→ **LISTED RECORDS**

▽

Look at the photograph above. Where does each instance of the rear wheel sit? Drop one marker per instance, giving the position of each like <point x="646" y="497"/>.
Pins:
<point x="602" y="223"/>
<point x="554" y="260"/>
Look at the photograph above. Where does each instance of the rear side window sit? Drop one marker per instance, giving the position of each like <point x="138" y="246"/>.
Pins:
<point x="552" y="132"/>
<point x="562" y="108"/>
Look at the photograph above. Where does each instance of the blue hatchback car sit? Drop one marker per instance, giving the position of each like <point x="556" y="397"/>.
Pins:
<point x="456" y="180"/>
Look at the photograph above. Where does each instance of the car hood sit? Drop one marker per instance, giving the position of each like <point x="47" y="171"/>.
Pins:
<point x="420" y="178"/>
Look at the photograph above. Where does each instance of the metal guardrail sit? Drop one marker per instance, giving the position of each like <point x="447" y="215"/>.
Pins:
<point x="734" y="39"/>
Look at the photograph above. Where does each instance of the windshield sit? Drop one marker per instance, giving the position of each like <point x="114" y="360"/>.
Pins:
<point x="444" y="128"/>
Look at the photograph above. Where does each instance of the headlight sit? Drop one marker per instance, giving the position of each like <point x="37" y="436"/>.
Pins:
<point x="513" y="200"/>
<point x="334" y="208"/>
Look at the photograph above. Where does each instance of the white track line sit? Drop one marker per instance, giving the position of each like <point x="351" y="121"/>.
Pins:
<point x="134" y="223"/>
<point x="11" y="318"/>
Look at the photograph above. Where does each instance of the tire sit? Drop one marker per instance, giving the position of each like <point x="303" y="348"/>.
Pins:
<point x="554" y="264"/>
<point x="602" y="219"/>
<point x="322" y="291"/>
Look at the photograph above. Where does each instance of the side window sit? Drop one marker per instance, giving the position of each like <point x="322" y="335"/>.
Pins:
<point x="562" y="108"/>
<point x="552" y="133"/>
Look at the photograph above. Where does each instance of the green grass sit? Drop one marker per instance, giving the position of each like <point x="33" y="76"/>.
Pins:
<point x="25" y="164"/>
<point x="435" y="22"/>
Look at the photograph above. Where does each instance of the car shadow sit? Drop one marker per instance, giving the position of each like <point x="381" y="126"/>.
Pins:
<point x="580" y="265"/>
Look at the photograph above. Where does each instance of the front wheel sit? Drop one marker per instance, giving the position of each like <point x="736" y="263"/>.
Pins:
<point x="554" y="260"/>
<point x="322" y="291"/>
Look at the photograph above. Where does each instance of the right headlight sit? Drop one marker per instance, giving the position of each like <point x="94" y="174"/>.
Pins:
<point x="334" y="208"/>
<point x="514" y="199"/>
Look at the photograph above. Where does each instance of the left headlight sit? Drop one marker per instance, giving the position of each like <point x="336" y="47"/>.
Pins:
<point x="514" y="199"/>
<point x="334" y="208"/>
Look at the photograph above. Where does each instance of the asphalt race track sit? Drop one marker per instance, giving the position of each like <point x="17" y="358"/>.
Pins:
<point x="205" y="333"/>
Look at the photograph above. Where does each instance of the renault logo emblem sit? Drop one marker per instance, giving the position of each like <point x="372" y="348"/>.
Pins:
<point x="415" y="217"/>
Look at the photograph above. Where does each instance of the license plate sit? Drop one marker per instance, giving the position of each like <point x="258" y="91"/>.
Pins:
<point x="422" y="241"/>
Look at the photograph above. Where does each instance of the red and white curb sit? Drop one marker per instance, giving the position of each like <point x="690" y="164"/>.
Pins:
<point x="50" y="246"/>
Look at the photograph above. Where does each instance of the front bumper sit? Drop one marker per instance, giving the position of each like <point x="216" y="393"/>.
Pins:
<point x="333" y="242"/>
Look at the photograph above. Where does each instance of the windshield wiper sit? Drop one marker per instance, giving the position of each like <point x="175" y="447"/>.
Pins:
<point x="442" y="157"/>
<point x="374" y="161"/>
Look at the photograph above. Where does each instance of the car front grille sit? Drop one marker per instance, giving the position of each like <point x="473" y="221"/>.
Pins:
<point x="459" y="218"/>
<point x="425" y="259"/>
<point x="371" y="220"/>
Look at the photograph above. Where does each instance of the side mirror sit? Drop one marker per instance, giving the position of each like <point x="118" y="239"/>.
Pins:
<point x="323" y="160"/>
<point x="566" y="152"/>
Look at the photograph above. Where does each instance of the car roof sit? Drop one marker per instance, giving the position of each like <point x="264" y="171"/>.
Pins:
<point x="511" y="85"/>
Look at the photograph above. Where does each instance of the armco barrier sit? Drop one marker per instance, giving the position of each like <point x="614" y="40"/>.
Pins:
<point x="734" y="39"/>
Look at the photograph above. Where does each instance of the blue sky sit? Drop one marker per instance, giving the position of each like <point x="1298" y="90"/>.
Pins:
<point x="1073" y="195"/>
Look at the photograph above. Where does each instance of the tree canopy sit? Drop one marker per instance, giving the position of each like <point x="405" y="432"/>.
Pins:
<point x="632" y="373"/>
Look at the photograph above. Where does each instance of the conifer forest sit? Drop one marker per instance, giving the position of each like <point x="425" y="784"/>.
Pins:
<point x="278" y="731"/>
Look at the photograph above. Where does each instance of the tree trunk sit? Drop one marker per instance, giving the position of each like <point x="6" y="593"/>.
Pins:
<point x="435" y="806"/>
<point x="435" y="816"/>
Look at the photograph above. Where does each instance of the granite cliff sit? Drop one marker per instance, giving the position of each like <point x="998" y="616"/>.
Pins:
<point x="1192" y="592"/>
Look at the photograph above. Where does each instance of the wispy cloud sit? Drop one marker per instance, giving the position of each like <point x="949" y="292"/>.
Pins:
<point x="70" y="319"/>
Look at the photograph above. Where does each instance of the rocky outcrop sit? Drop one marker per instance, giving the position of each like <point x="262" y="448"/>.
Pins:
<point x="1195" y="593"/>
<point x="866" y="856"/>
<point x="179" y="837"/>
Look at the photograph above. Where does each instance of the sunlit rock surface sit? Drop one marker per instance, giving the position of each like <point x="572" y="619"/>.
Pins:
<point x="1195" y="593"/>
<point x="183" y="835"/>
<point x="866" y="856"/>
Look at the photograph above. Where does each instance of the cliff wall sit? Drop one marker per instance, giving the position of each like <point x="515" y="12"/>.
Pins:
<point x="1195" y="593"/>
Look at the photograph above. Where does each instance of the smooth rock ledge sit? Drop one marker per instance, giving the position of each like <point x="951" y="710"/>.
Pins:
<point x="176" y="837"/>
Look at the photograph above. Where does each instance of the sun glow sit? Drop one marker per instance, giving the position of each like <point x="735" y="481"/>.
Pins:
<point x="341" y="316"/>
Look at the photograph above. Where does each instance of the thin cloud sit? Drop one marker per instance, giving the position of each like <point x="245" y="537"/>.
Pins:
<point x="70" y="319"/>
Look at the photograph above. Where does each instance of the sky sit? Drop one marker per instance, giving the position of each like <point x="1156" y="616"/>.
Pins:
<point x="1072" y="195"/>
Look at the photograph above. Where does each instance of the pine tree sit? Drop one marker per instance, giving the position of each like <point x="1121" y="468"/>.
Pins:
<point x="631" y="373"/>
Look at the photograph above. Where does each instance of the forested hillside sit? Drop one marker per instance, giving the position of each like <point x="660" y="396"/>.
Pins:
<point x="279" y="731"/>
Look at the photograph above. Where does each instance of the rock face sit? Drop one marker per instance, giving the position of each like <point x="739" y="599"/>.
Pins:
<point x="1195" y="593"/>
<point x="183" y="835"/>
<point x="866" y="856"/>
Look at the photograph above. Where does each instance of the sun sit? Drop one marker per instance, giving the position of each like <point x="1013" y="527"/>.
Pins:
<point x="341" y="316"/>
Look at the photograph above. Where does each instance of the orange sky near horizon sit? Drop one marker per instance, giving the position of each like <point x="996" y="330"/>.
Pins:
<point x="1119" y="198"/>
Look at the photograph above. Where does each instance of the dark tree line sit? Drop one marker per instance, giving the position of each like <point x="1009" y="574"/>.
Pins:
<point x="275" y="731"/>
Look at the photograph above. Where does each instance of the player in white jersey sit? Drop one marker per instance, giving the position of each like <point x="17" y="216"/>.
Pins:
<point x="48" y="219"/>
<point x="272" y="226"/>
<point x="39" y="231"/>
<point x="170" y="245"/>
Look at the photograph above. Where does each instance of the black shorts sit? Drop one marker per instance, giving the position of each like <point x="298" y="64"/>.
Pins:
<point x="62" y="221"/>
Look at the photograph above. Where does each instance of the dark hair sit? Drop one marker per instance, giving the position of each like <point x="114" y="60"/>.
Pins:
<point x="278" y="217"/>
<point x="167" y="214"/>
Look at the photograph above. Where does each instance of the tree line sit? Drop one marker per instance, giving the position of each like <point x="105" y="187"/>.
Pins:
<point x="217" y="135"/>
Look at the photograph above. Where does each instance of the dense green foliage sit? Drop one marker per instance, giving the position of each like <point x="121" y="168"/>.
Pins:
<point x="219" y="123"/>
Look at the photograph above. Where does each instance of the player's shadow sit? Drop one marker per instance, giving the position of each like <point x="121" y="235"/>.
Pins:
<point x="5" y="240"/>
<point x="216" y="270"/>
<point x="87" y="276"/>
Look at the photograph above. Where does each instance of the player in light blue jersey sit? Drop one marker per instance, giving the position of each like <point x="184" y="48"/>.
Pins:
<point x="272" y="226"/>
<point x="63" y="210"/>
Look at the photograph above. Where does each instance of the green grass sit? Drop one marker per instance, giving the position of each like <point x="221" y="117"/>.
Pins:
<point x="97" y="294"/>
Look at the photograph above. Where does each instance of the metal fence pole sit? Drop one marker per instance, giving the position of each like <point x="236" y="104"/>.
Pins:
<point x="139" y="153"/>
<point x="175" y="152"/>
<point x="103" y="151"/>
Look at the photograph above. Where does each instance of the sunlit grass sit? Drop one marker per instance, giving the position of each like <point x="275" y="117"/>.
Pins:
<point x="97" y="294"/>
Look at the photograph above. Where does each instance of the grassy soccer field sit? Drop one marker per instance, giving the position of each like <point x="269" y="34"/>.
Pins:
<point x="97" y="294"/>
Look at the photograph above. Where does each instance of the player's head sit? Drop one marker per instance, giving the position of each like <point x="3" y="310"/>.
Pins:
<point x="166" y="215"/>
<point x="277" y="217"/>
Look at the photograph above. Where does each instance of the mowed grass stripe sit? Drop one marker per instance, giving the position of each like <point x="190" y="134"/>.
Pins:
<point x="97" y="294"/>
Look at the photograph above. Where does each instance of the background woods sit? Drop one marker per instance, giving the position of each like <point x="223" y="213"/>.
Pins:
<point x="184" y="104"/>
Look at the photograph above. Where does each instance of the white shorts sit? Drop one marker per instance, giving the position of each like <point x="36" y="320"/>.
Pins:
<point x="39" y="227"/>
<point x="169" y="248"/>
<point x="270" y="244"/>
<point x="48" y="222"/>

△

→ **DIRECTION**
Write the lines out exactly, from the one with "of the mowed" down to the last line of the listing, and leave out all others.

→ **THE SOLUTION**
Look at the photograph above. Where does each instance of the mowed grass stripe sit? Drop one marker per instance, giving the position of each like <point x="190" y="134"/>.
Pins:
<point x="97" y="294"/>
Look at the photograph above. Where does each instance of the background woods sit? Drop one marker per instance, giving the position of each like <point x="223" y="213"/>.
Pins:
<point x="184" y="104"/>
Look at the photograph above. Where does each instance of the white shorts sit? Drop one marker per instance, giving the position of each like <point x="36" y="320"/>.
Pins:
<point x="39" y="227"/>
<point x="169" y="248"/>
<point x="270" y="244"/>
<point x="48" y="222"/>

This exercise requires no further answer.